■ **EXERCISE REQUIREMENTS**
Please print exactly the lines running from the one that contains "Task: point out each instance of the pale" to the end of the data, with both lines included.
___ EXERCISE INPUTS ___
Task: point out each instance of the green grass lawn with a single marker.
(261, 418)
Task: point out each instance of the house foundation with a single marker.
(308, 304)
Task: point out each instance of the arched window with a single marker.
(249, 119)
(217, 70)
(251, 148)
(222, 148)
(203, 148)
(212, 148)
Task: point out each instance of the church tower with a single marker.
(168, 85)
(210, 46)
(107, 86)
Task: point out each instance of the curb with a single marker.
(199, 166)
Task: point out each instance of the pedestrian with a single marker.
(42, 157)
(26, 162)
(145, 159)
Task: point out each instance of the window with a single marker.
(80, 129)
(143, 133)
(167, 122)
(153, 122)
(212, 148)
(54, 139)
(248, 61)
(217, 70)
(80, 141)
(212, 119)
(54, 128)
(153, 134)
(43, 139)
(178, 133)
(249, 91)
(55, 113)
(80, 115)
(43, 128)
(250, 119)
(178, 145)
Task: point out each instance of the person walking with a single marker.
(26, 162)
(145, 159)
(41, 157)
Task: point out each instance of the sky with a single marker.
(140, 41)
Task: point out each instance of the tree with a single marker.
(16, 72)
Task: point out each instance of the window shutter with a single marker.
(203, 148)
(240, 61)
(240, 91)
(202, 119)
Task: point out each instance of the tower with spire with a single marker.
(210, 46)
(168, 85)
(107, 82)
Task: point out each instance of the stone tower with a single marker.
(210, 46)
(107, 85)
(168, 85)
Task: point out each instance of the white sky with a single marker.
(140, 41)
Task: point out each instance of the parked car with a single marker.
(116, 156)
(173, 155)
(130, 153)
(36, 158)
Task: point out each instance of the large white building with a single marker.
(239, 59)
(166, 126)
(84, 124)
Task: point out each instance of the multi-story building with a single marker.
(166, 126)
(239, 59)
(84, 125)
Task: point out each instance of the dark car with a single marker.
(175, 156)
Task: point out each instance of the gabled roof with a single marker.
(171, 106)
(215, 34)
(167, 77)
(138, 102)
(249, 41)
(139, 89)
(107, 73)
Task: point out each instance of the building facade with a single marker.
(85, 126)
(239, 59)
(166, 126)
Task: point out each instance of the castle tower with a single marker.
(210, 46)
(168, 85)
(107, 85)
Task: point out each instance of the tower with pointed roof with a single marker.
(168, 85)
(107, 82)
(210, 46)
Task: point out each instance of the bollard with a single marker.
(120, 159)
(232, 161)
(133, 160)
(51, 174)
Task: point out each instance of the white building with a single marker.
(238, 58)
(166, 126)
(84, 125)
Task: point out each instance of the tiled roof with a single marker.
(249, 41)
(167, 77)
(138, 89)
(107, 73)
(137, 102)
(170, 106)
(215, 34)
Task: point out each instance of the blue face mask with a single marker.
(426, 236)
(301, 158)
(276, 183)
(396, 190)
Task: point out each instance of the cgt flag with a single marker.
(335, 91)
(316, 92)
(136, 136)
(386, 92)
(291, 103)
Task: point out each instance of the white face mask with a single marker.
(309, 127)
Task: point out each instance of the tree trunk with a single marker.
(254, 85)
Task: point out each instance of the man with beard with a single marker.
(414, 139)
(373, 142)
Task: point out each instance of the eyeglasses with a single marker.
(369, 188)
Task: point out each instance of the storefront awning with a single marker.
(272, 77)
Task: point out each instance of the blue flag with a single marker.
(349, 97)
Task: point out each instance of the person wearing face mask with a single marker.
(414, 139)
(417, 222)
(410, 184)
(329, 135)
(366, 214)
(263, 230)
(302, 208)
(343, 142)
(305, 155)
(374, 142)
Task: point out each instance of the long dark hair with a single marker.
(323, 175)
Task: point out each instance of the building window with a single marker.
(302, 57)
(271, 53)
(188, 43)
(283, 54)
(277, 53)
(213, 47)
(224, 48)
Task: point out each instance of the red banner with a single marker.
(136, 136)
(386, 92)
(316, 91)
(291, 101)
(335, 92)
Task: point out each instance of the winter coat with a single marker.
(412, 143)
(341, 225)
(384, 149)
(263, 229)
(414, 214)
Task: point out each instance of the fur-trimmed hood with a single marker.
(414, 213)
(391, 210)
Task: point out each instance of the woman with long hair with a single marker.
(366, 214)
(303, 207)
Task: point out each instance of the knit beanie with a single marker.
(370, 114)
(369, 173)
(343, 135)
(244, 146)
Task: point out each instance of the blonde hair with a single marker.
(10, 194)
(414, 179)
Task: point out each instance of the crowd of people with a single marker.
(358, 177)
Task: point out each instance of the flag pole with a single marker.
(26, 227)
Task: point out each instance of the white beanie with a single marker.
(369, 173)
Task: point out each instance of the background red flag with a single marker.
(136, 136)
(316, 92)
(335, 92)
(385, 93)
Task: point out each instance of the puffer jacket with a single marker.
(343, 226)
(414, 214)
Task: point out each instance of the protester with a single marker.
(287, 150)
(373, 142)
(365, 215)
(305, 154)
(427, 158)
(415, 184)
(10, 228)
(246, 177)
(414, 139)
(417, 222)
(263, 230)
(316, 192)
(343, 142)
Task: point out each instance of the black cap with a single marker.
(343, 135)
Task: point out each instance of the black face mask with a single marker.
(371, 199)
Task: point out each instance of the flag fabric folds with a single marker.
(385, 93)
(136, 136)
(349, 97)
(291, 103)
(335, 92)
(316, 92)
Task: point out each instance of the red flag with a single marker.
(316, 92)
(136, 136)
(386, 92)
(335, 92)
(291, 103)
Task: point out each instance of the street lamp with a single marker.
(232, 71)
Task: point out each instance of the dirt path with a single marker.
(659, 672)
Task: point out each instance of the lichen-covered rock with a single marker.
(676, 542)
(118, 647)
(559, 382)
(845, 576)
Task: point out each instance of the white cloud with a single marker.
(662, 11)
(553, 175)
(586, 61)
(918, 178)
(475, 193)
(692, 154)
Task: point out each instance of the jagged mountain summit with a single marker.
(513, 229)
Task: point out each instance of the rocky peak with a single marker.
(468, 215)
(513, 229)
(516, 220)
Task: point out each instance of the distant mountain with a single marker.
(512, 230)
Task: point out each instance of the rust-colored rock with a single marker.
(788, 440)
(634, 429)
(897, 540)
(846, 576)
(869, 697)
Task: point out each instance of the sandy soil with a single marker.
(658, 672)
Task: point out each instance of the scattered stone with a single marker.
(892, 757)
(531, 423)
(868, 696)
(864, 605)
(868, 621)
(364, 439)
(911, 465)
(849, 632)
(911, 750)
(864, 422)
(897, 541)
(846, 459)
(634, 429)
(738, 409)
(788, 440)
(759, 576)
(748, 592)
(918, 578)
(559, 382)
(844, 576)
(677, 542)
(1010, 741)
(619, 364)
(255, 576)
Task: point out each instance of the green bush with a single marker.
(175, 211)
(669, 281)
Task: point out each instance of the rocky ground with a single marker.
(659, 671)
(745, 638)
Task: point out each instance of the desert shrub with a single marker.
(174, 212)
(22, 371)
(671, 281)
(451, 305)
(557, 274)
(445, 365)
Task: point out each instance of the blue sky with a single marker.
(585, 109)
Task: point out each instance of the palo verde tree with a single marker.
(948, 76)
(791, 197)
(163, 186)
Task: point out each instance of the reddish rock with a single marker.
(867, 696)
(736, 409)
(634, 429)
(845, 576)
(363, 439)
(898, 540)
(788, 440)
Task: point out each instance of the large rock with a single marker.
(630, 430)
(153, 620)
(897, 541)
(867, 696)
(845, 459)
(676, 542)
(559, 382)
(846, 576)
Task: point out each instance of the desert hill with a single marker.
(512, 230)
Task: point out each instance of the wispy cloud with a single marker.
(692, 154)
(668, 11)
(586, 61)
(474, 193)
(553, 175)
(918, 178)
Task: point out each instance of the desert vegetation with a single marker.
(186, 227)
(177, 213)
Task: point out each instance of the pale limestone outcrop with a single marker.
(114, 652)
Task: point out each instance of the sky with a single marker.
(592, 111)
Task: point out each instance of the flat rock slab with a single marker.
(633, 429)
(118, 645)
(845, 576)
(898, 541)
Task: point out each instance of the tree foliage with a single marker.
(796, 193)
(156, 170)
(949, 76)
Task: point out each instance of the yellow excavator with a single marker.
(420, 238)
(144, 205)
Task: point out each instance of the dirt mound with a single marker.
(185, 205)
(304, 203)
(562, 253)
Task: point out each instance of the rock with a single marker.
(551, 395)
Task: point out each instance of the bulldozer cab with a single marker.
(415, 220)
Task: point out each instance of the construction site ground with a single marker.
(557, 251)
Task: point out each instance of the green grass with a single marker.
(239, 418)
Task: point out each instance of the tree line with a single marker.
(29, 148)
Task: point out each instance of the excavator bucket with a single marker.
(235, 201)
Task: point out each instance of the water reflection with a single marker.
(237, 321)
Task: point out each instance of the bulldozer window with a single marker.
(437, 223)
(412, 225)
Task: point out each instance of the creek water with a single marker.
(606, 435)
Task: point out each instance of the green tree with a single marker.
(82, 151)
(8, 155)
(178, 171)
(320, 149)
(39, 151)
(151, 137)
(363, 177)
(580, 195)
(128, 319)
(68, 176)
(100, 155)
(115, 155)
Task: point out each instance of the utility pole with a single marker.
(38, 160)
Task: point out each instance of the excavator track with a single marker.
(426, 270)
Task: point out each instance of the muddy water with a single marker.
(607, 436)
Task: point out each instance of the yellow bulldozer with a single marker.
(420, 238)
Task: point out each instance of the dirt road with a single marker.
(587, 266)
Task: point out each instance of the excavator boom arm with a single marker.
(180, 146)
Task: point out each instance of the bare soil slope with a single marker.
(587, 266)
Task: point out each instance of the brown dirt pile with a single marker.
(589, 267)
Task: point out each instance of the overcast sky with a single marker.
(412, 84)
___
■ **TASK OUTPUT**
Task: point out each instance of the pale limestone outcrop with a single marker.
(114, 652)
Task: point out each instance of the sky with a single marker.
(592, 111)
Task: point out each instance of the flat rock slab with a single marker.
(633, 429)
(118, 645)
(845, 576)
(898, 541)
Task: point out each instance of the tree foliage with a single marker.
(796, 193)
(156, 170)
(949, 76)
Task: point out each instance of the yellow excavator with a single marker.
(420, 238)
(144, 205)
Task: point out each instance of the dirt mound with a single marker.
(185, 205)
(304, 203)
(562, 253)
Task: point out each instance of the rock with a single marker.
(551, 395)
Task: point out each instance of the bulldozer cab with a single marker.
(415, 220)
Task: point out each instance of the construction site ground with a single marker.
(557, 251)
Task: point out each instance of the green grass with a single marker.
(239, 418)
Task: point out each instance of the tree line with a single marker.
(29, 148)
Task: point out each instance of the excavator bucket with a single marker.
(235, 201)
Task: point out each instance of the water reflection with a single marker.
(237, 321)
Task: point out each instance of the bulldozer window with a single marker.
(437, 223)
(412, 225)
Task: point out each instance of the creek water with a single marker.
(606, 435)
Task: point out each instance of the green tree with a single marker.
(82, 151)
(8, 155)
(178, 171)
(320, 149)
(39, 151)
(151, 137)
(363, 177)
(580, 195)
(128, 319)
(68, 176)
(100, 155)
(115, 155)
Task: point out each instance of the utility pole with a single marker.
(38, 160)
Task: point out each instance of the excavator track with a single marker.
(426, 270)
Task: point out each instance of the muddy water with a single marker.
(607, 436)
Task: point out each instance of the yellow bulldozer with a single marker.
(420, 238)
Task: point out each instance of the dirt road with a single marker.
(587, 266)
Task: point out each instance of the excavator boom arm with a single marker.
(180, 146)
Task: point out each instance of the bare soil slope with a single marker.
(587, 266)
Task: point out each instance of the brown dirt pile with a single marker.
(589, 267)
Task: point out each instance of the overcast sky with a single marker.
(412, 84)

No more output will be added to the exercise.